Work instruction:
Every entry is to be written out word for word.

[Opening Data for this task section]

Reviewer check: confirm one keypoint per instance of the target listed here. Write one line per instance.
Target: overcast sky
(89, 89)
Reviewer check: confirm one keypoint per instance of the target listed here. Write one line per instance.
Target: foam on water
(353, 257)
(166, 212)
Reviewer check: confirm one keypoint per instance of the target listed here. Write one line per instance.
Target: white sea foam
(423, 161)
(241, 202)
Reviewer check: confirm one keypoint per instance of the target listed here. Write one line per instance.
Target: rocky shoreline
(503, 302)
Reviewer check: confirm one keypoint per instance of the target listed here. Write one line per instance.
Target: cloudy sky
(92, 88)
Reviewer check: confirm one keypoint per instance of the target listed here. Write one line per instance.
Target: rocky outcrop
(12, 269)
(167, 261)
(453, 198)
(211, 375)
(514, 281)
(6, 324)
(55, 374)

[Closing Data for this task section]

Answer to the problem:
Reviewer check: confirm one keypoint per instance of the target listed here. Write one line per instance.
Target: overcast sky
(89, 89)
Reviewer check: confirm one keypoint per instance of the target listed here. Write one line per instance.
Target: foam on water
(353, 257)
(166, 212)
Reviewer check: confirm one keypoint per instance of the target listed here. Write one line per instance.
Target: white sea foam
(423, 161)
(241, 202)
Reviewer check: confirm one keypoint per instance of the target listed here. Write one line per instance.
Target: rocky shoreline
(503, 302)
Reviewer check: confirm one keypoint per instance of the target listed here. Write one line per instance.
Target: cloudy sky
(92, 88)
Reviewer check: confirm one keypoint per instance of the target listed here. Write one line per instance.
Target: rocky outcrop
(12, 269)
(167, 261)
(453, 198)
(211, 375)
(514, 281)
(6, 324)
(55, 374)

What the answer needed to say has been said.